Segment Start: Supplied passage

Hey, it's not every day that a completely fuzzy, nearly 30-foot long meat-eating dinosaur is described, now is it? I'm afraid my current schedule won't allow for a full skeletal of this critter for several more weeks, so consider the skull a down payment.

First, I should say that I'm not going to retread much of the excellent writing that has already been done onYutyrannus. If you'd like more in depth coverage, I highly recommend David Hone's excellent write-up on his blog Archosaur Musings. For more coverage and some reasons to question whetherYutyrannus is a actually a tyrannosauroid, check out Darren Naish's coverage on his Scientific American TetZoo blog. I'd also be remiss to not mention Brian Switek's article over at the Smithsonian website.

Photograph by Roberto Appiani 

What I will cover are some of the difficulties I've already observed in restoring Yutyrannus. The reconstruction above is based on one of the beautifully preserved skulls (there are 3!); like everything else found in the Yixian Formation, the specimens have been squashed flat. Relatively robust bones like a femur hold up fairly well, but skulls really don't. They tend to be highly three-dimensional in shape, and are made out of relatively thin elements. In particular, on theropod skulls the top and rear of the skull tend to fold upward as the head undergoes the pancake treatment of diagenesis

.Small dinosaurs with larger eyes and brains (like the juvenile Scipionyx above seen at right) exaggerate the problem even more, and unsuspecting artists can restore the skulls as having huge domes over the eyes if they don't know better. In Yutyrannus I suspect we are seeing something similar, which probably exaggerates the apparent size of the nasals (especially as you move closer to the eyes), as well as the top of the skull at the back.

If you check out the beautiful photograph of the head of juvenile specimen ELDM V1001 in David Hone's blog (the same one I've restored above), you can probably see what I'm getting at.


The skull restoration at the beginning of this article takes those things into account, attempting to return a 3-dimensional shape to the steam-rolled remains of the skull (by the way, the mandible is largely a place holder for now, the surangular is actually a fairly different shape). Below I've included a comparison of the the skull with and without those "corrections". Because there are three skulls, and because they have likely been subject to distortion from somewhat different angles, I should be able to double check this with greater precision once I get around to doing the full skeletal.

For those of you investing the time to study the comparison image, the top one is the restored version, while the bottom one treats the outline more literally. In both cases I've re-articulated the lacrimal (the bone in front of the eye) with the jugal (the bone underneath the orbit). In both cases the lower jaw is (as mentioned above) just a generic placeholder that is the correct size, but doesn't take the information from other specimens into account.

That's all the time I have to put into a new skeletal on my own whim for the moment. Until I get a chance to do the whole thing enjoy this Yutyrannus I.O.U.

Segment End: Supplied passage

**Task list:**
[1] Answer these from the Yutyrannus text:
(a) How many skulls does it say were preserved?
(b) What is the specimen number of the juvenile whose skull was restored?
(c) In the comparison image, which version is the restored one, the top or the bottom?
[2] Set down, word for word, everything in the Yutyrannus text from "Hey, it's not" down to "the Smithsonian website.".

Segment Start: Source material

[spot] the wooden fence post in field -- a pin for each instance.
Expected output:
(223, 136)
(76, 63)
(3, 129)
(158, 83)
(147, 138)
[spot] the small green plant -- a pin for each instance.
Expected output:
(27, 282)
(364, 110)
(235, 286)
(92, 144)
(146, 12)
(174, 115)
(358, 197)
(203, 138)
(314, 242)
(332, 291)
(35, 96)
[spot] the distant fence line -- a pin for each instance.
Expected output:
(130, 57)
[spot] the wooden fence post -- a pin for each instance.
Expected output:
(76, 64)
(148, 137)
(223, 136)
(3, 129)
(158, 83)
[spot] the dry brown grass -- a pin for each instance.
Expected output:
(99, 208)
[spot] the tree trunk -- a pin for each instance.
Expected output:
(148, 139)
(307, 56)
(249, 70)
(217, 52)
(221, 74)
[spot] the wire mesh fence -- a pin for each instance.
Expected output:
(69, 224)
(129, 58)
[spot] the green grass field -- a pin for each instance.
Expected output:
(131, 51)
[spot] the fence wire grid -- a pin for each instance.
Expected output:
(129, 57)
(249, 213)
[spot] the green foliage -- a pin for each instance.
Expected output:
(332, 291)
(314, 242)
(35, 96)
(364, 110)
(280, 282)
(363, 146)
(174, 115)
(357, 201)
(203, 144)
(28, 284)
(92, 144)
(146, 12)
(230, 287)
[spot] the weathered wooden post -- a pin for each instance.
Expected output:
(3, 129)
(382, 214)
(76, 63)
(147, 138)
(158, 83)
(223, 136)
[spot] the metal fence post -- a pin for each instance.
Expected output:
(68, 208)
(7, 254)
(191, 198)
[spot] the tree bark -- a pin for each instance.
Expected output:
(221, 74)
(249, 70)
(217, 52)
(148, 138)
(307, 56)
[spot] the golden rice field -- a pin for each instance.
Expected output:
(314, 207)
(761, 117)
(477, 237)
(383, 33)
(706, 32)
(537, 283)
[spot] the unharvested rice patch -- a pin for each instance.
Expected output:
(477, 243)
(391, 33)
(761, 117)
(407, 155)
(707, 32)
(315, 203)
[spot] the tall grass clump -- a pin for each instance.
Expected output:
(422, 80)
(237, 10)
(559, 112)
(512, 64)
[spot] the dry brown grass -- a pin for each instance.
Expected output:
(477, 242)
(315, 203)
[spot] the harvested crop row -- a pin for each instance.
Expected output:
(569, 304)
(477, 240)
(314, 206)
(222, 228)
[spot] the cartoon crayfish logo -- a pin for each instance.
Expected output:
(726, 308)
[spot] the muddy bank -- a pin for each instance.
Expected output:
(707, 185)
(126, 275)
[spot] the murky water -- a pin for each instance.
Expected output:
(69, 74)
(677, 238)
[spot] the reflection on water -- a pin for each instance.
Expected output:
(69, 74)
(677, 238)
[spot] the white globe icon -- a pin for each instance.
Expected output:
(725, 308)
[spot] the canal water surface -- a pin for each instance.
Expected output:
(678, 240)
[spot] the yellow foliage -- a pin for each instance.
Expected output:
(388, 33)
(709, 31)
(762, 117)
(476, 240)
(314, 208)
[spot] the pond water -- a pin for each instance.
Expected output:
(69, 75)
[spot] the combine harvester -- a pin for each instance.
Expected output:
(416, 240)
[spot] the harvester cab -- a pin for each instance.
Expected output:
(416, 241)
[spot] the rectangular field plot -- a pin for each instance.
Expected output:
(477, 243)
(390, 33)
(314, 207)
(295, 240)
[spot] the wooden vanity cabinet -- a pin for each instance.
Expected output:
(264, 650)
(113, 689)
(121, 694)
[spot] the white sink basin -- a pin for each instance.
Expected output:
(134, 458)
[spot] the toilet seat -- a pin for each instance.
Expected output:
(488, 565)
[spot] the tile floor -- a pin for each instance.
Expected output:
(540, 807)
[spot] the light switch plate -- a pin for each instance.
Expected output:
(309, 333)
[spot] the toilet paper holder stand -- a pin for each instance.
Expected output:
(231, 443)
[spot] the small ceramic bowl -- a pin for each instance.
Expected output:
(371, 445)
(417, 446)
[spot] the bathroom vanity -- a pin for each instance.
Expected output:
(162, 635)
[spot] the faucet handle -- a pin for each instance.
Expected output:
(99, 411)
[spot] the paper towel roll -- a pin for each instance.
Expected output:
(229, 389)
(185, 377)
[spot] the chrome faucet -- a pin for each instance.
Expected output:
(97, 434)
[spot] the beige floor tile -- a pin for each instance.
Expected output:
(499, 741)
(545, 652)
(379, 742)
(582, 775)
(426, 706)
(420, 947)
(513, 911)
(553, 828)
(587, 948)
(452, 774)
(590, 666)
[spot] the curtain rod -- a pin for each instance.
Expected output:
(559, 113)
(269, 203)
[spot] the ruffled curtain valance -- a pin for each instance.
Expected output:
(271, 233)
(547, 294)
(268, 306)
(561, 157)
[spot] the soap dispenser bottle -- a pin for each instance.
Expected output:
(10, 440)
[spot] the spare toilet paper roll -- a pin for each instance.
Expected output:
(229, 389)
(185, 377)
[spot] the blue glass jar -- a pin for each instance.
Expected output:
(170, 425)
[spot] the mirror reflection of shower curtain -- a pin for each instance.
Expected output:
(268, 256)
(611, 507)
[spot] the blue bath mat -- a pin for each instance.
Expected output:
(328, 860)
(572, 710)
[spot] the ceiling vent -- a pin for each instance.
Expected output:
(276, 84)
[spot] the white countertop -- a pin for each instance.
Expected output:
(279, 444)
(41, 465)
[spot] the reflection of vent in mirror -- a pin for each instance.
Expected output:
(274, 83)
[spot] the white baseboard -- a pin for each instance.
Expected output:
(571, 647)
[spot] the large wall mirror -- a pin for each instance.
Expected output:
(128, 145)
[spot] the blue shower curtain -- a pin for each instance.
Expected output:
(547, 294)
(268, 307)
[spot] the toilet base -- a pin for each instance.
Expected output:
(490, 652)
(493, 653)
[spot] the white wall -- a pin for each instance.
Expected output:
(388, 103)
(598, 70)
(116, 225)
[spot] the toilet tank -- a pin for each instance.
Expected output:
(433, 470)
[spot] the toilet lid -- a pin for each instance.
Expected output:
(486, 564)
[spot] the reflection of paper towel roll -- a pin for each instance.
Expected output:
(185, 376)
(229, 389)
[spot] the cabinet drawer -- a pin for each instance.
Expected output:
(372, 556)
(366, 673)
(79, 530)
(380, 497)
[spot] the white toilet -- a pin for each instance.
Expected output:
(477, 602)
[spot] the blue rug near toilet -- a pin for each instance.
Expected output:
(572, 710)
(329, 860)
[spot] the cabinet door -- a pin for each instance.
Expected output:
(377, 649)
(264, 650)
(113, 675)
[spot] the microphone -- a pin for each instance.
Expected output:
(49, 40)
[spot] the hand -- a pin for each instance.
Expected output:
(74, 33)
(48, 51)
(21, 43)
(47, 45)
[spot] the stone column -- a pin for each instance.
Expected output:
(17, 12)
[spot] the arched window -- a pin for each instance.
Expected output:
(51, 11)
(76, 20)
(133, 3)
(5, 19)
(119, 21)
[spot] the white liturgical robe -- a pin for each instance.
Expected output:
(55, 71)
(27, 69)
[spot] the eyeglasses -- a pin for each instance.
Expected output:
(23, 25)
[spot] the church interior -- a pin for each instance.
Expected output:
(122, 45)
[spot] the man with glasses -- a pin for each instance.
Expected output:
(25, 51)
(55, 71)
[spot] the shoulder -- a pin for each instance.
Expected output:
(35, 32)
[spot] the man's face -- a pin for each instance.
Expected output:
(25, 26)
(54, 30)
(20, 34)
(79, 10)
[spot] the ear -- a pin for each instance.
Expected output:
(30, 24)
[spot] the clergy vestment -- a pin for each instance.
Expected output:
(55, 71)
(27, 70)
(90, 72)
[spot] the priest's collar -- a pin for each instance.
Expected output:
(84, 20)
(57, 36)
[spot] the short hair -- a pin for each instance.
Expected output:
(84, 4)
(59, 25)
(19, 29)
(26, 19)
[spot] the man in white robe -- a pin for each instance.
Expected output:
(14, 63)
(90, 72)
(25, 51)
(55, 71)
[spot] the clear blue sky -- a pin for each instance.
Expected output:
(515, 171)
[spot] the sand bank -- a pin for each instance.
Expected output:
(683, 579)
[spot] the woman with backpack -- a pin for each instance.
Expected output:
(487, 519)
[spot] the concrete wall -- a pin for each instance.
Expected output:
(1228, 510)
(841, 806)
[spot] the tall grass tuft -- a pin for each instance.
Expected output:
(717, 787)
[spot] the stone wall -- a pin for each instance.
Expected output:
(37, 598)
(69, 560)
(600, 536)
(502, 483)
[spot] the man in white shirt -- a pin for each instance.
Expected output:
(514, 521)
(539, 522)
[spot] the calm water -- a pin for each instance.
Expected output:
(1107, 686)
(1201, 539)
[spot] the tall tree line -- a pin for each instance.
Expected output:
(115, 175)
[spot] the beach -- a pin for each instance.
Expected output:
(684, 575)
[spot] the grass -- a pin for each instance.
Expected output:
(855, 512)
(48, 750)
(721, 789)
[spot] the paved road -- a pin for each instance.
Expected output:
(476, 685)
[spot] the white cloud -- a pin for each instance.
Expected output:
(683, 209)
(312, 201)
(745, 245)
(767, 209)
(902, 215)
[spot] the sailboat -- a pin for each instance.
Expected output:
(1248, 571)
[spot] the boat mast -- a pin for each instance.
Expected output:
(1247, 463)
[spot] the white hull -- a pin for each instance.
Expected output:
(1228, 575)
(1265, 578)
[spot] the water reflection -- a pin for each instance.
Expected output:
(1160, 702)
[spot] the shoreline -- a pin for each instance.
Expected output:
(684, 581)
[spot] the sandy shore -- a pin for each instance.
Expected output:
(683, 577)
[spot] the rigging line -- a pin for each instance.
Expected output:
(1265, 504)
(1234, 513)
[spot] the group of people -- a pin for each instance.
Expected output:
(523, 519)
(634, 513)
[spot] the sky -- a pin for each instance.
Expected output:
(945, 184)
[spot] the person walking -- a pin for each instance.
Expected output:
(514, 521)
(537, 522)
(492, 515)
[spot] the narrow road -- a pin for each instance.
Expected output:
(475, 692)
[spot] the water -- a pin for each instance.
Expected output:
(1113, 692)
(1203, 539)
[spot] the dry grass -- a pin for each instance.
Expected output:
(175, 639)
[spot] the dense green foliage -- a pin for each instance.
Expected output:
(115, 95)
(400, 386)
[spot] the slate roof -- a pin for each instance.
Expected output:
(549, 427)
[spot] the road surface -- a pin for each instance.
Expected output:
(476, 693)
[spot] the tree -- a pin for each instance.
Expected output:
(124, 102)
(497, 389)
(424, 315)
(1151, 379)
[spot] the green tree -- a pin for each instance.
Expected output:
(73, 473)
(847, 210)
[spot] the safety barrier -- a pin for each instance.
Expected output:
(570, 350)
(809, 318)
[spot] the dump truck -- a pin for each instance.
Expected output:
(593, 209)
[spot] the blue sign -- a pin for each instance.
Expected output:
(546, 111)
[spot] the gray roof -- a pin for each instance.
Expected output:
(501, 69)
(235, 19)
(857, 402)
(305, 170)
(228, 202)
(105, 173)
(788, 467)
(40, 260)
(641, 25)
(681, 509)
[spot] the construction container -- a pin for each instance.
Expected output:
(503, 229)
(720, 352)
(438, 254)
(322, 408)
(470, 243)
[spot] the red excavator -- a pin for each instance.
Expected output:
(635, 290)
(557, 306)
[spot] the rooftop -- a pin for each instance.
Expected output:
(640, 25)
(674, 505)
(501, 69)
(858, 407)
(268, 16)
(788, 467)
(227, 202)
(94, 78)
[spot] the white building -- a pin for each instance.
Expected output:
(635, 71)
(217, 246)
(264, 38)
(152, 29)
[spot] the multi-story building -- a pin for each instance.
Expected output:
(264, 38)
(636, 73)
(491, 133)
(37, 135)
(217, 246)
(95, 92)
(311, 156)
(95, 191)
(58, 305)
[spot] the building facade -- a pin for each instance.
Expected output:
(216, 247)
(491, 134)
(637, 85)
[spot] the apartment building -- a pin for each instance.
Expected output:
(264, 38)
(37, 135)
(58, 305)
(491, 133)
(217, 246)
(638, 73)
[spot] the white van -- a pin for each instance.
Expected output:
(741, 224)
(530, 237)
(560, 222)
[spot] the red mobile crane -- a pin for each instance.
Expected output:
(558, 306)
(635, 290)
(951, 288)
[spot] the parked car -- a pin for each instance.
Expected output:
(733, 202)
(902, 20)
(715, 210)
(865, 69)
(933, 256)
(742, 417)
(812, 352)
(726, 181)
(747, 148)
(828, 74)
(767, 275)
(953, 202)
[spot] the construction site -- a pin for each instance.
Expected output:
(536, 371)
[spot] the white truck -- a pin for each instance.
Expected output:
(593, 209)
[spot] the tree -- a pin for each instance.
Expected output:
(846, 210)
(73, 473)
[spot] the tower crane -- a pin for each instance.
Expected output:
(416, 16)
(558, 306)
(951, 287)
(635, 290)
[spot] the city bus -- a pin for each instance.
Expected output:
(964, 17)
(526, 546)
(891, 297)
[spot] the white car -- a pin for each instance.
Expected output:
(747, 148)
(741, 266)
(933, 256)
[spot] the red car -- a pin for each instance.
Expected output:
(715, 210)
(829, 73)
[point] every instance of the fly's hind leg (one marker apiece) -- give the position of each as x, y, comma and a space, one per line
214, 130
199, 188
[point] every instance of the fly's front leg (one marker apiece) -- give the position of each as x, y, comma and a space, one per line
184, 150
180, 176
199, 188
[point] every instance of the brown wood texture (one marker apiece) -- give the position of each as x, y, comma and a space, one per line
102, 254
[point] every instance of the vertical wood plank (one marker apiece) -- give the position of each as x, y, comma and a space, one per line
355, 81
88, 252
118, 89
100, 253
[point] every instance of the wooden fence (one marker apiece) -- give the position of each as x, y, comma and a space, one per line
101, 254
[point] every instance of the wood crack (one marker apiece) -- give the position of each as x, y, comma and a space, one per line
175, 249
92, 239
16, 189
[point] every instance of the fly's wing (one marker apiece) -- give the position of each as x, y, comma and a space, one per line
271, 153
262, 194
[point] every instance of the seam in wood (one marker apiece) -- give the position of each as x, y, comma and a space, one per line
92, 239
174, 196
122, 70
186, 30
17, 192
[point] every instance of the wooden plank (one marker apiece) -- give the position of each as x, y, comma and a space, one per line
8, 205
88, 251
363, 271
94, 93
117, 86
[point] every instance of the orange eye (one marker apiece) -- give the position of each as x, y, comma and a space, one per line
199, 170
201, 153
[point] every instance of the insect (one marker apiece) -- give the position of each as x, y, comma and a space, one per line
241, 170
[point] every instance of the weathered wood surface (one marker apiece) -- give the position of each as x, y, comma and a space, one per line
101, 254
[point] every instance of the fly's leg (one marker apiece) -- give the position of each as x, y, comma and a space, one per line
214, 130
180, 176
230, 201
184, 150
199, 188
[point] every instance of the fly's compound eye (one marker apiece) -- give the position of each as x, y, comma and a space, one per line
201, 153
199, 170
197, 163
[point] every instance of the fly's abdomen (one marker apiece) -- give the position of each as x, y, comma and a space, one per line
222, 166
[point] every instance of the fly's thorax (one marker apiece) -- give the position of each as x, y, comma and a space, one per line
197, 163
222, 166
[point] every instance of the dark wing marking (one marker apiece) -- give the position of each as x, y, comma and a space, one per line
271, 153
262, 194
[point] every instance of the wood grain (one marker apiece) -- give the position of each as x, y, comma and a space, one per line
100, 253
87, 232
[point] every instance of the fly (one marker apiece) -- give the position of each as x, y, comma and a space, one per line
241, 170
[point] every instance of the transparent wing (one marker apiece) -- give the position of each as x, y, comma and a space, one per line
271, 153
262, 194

Segment End: Source material

**Exercise solutions:**
[1]
(a) Three.
(b) ELDM V1001.
(c) The top one.

[2]
Hey, it's not every day that a completely fuzzy, nearly 30-foot long meat-eating dinosaur is described, now is it? I'm afraid my current schedule won't allow for a full skeletal of this critter for several more weeks, so consider the skull a down payment.

First, I should say that I'm not going to retread much of the excellent writing that has already been done onYutyrannus. If you'd like more in depth coverage, I highly recommend David Hone's excellent write-up on his blog Archosaur Musings. For more coverage and some reasons to question whetherYutyrannus is a actually a tyrannosauroid, check out Darren Naish's coverage on his Scientific American TetZoo blog. I'd also be remiss to not mention Brian Switek's article over at the Smithsonian website.